◆ Given records ◆
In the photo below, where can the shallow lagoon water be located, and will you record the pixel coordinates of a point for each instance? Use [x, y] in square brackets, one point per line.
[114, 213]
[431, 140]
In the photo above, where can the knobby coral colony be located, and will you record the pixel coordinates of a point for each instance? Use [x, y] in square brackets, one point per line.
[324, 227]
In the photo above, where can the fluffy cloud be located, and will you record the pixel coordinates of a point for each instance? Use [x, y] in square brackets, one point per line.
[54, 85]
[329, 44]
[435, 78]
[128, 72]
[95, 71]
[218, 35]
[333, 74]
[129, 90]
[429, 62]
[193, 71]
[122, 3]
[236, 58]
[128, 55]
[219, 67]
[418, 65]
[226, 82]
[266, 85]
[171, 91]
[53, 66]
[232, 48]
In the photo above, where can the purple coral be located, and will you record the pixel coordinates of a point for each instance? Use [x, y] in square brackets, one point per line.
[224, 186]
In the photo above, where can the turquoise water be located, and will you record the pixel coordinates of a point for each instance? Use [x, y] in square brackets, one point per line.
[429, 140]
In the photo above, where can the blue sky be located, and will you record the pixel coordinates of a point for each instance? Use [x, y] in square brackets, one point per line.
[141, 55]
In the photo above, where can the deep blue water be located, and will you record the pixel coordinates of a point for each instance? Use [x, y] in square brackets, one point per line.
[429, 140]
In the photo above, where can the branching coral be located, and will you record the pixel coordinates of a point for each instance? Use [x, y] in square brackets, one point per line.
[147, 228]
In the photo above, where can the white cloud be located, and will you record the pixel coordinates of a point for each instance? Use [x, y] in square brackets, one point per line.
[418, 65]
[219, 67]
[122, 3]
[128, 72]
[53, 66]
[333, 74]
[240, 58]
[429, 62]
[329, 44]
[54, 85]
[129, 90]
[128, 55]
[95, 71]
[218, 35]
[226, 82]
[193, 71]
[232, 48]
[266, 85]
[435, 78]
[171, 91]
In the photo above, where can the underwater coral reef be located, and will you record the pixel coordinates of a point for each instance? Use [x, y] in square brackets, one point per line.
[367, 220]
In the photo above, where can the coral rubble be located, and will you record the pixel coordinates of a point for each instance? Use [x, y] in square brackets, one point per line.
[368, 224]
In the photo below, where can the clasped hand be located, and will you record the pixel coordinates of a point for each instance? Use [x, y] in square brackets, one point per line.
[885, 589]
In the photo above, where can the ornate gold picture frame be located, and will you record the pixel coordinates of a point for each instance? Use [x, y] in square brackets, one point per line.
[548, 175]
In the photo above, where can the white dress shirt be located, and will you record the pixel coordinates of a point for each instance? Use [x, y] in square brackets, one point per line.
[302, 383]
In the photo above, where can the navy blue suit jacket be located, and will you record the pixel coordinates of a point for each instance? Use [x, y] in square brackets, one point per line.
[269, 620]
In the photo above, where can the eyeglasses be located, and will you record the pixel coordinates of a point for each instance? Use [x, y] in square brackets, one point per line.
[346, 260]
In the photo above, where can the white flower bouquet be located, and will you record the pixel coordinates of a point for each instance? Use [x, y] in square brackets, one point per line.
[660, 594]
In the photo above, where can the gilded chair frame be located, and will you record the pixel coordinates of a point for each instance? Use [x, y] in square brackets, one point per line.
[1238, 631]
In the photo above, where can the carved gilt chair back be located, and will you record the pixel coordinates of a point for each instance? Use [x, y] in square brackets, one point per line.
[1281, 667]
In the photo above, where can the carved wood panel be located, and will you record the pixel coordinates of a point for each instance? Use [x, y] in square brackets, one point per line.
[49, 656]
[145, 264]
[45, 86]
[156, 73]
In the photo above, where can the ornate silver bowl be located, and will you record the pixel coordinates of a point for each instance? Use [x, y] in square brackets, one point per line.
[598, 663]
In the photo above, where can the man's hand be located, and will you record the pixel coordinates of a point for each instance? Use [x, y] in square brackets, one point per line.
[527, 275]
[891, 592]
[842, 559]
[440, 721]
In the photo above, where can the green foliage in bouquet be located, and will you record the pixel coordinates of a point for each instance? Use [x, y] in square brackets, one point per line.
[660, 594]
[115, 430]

◆ Stated problem ◆
Set down every record above exactly as given.

◆ Worked solution ◆
In the photo below, where can the shallow lagoon water be located, and will you record the pixel coordinates of a point for each instance? Use [x, y] in square brackets, one point per line.
[114, 213]
[431, 140]
In the photo above, where can the knobby coral colony be located, and will you record the pixel coordinates of a point for each instance? Use [x, y] in square brackets, one point per line.
[324, 227]
In the photo above, where can the fluffy cloud be located, and will you record the pixel coordinates of a point for each instance? Use [x, y] in square brackets, one point per line.
[54, 85]
[329, 44]
[435, 78]
[128, 72]
[95, 71]
[218, 35]
[333, 74]
[129, 90]
[429, 62]
[193, 71]
[122, 3]
[236, 58]
[128, 55]
[219, 67]
[418, 65]
[226, 82]
[266, 85]
[171, 91]
[53, 66]
[232, 48]
In the photo above, where can the purple coral be located, and will you record the pixel coordinates of a point for each instance? Use [x, y] in square brackets, one point per line.
[224, 186]
In the photo above, where can the turquoise water be located, and will you record the pixel coordinates of a point for each instance? Use [x, y] in square brackets, one point per line.
[429, 140]
In the photo above, where can the blue sky be located, and will you record the pixel coordinates of a point for each instance? Use [x, y] in square brackets, one point per line.
[141, 55]
In the photo above, where can the deep blue water be located, and will you record the pixel coordinates of a point for each instance? Use [x, y] in square brackets, one point per line.
[429, 140]
In the photo above, where can the branching coral be located, and will you record the pixel coordinates of a point for each instance? Use [x, y] in square brackets, one point per line.
[147, 228]
In the photo above, where can the white cloud be located, and will you record the pixel coordinates of a point for each instance? Use [x, y] in square brackets, one point per line.
[418, 65]
[219, 67]
[122, 3]
[128, 72]
[53, 66]
[333, 74]
[240, 58]
[429, 62]
[329, 44]
[54, 85]
[129, 90]
[128, 55]
[95, 71]
[218, 35]
[226, 82]
[193, 71]
[232, 48]
[266, 85]
[435, 78]
[171, 91]
In the photo above, where can the underwater coral reef be located, and will you record the pixel coordinates of a point for each instance? Use [x, y] in square brackets, one point per line.
[367, 220]
In the photo above, where can the coral rubble be located, and will you record the pixel coordinates of a point for each instance? Use [x, y] in square brackets, one point per line.
[368, 224]
In the photo below, where can the clasped hand be located, and will you record the pixel coordinates of a point for each instance? Use [x, y] in square brackets, one point per line.
[885, 589]
In the photo above, where can the ornate gold picture frame be located, and will you record the pixel coordinates of a point for each instance? Use [x, y] in square brackets, one point per line.
[548, 175]
In the photo above, where can the white dress shirt be located, and will you record the pixel coordinates of a point for each instance? Use [x, y] in square brackets, one point per line.
[302, 383]
In the photo above, where can the navy blue suit jacket be located, and will you record the pixel coordinates of a point for each instance? Use [x, y] in square brackets, one point per line.
[269, 620]
In the photo above, where can the eyeglasses be located, and will you record the pixel coordinates of a point for each instance? Use [x, y] in square brackets, one point per line.
[346, 260]
In the photo above, where can the white flower bouquet be located, and will you record the pixel coordinates of a point for each instance? Use [x, y] in square brackets, one point per line.
[660, 594]
In the photo above, where can the gilded chair frame be located, and will you record the pixel coordinates of a point for each instance? Use [x, y] in square brackets, one point per line.
[1238, 631]
In the photo above, where can the carved gilt chair back be located, and will you record the pixel coordinates of a point for each instance? Use [x, y] in square brackets, one point per line.
[1281, 667]
In the photo above, where can the carved wood panel be located, and will you record the pixel coordinates of a point for each instance? Use [x, y] in square brackets, one point per line.
[49, 656]
[145, 264]
[45, 86]
[156, 73]
In the photo above, where can the ornate silver bowl be located, and will you record the pixel coordinates of a point for each instance? Use [x, y] in square brackets, one point per line.
[598, 663]
In the photo above, where can the man's hand be located, and will you record the pixel coordinates of a point for each instance? Use [x, y] in square brackets, one point per line.
[527, 275]
[891, 592]
[842, 559]
[440, 721]
In the photo above, where can the green foliage in bouquet be located, and will you record the pixel coordinates of a point for each instance? Use [x, y] in square brackets, one point per line.
[660, 594]
[115, 430]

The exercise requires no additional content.